Extracted data entries:
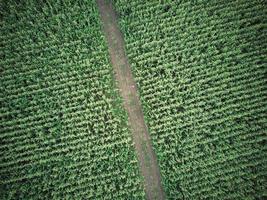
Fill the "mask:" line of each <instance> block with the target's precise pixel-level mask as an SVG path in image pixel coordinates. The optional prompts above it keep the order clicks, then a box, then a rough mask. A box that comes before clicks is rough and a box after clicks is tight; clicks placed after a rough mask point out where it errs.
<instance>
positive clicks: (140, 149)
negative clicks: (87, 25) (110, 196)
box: [97, 0, 165, 199]
mask: <svg viewBox="0 0 267 200" xmlns="http://www.w3.org/2000/svg"><path fill="white" fill-rule="evenodd" d="M97 4H98V7H99V11H100V16H101V19H102V25H103V30H104V33H105V37H106V40H107V43H108V48H109V54H110V58H111V63H112V66H113V69H114V72H115V78H116V82H117V86H118V88H119V90H120V94H121V96H122V98H123V101H124V107H125V109H126V111H127V113H128V117H129V125H130V128H131V131H132V135H133V140H134V143H135V149H136V151H137V156H138V160H139V168H140V171H141V174H142V175H143V176H144V184H145V192H146V198H147V199H164V197H165V194H164V191H163V187H162V185H161V178H160V172H159V167H158V163H157V159H156V156H155V153H154V151H153V149H152V144H151V140H150V137H149V134H148V130H147V127H146V125H145V121H144V117H143V112H142V109H141V102H140V100H139V97H138V94H137V88H136V83H135V81H134V79H133V75H132V71H131V67H130V65H129V62H128V59H127V56H126V53H125V44H124V40H123V36H122V34H121V32H120V29H119V27H118V22H117V17H116V13H115V11H114V9H113V7H112V4H111V3H110V1H106V0H97Z"/></svg>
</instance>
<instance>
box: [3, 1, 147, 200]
mask: <svg viewBox="0 0 267 200" xmlns="http://www.w3.org/2000/svg"><path fill="white" fill-rule="evenodd" d="M0 7H1V27H0V48H1V51H0V58H1V61H0V63H1V64H0V69H1V71H0V74H1V77H0V79H1V80H0V82H1V85H0V104H1V112H0V113H1V115H0V116H1V117H0V119H1V123H0V124H1V125H0V131H1V133H0V199H5V200H6V199H112V200H113V199H143V198H144V191H143V186H142V183H141V178H140V176H139V172H138V165H137V159H136V156H135V153H134V148H133V145H132V139H131V137H130V133H129V130H128V128H127V127H128V125H127V123H126V122H127V120H126V119H127V116H126V113H125V112H124V111H123V109H122V107H121V100H120V99H119V97H118V94H117V91H116V90H115V87H114V84H113V78H112V67H111V65H110V64H109V59H108V51H107V47H106V44H105V42H104V36H103V34H102V32H101V30H100V22H99V14H98V11H97V8H96V3H95V2H94V1H80V0H78V1H76V0H75V1H74V0H73V1H29V0H27V1H19V2H18V1H7V2H4V1H1V4H0Z"/></svg>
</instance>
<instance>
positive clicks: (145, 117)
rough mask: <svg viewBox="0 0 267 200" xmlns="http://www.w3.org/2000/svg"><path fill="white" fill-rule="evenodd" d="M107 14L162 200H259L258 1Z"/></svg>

— GOAL OF THE EXERCISE —
From the entries above, copy every line where the word "clicks" shows up.

— EXERCISE ANSWER —
Fill the "mask:" line of each <instance> block with the target's precise pixel-level mask as an SVG path in image pixel coordinates. The optional prompts above it keep the order clicks, then a box, then a rough mask. A box that comes before clicks is rough and a box after clicks is tight; clicks placed after a rough mask point out where it errs.
positive clicks: (140, 149)
negative clicks: (87, 25) (110, 196)
positive clicks: (145, 117)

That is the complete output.